Set problem:
Reproduce the rows below word for word, starting at the first line and ending at the line that contains "408 111 443 135".
* * * * *
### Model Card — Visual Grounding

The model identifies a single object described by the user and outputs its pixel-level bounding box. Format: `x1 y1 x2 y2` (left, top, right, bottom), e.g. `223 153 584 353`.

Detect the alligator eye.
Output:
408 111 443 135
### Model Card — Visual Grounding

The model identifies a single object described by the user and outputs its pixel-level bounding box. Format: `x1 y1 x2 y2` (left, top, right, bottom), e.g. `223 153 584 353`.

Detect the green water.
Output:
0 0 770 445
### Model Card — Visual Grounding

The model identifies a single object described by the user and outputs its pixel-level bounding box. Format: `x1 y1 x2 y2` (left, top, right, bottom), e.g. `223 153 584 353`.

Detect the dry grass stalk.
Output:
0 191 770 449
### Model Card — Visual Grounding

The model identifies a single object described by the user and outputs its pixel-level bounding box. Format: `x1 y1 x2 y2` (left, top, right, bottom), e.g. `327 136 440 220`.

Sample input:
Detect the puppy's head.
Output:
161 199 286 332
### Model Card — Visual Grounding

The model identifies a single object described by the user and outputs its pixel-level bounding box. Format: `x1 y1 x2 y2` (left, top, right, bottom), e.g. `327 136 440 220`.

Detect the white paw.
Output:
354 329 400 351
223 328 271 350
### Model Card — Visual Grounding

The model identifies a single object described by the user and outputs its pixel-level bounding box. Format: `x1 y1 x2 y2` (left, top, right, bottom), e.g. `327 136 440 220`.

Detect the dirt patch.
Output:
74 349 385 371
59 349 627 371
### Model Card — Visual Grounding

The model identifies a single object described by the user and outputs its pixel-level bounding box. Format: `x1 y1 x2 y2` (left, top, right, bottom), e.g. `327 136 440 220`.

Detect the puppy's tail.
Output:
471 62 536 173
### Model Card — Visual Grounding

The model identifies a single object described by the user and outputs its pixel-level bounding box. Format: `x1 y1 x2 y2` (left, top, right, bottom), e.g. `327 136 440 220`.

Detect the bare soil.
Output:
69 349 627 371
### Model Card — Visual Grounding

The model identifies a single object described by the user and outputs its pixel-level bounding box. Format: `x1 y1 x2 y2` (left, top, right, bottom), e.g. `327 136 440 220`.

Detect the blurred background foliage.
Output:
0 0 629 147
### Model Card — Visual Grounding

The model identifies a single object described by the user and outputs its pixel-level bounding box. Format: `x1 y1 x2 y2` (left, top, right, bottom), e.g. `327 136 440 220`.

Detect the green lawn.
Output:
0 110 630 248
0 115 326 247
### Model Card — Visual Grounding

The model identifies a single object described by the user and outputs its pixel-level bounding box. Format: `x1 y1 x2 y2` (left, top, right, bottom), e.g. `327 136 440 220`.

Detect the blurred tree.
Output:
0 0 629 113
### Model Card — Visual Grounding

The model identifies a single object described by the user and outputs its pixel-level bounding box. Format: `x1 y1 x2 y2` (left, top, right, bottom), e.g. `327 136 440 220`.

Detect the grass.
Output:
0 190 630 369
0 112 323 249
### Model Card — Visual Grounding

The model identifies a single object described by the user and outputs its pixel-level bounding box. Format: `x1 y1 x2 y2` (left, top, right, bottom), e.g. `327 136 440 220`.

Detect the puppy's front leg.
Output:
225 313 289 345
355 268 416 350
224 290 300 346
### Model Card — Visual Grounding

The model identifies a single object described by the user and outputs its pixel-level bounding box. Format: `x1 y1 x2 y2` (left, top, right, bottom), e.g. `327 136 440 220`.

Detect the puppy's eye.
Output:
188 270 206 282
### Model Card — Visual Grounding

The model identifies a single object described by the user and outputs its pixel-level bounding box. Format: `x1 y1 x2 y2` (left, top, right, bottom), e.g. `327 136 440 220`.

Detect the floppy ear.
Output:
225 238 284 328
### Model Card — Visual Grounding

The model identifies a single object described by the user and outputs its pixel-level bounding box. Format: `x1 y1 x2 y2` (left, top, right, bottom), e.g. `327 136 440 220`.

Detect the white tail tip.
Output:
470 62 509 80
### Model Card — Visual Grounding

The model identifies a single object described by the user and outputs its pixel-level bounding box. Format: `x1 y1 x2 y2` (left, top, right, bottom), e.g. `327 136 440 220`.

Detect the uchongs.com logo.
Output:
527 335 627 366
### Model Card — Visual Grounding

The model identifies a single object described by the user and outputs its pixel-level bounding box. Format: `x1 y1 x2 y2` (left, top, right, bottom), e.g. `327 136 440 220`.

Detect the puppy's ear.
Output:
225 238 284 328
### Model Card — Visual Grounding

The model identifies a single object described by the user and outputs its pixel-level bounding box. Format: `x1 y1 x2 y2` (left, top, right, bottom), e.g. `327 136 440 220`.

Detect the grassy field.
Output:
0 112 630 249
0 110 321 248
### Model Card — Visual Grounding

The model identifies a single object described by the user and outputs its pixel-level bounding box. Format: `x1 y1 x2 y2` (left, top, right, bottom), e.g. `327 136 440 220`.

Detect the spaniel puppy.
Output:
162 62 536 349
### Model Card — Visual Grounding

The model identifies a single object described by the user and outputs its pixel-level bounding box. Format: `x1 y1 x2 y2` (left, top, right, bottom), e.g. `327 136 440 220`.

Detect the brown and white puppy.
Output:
* * * * *
Exercise answer:
### Model Card — Visual Grounding

The model identifies a single object described by the user and outputs its pixel-level bounding box. Format: `x1 y1 x2 y2` (left, top, right, bottom), e.g. `223 153 584 353`.

Detect the alligator eye.
Output:
408 111 443 135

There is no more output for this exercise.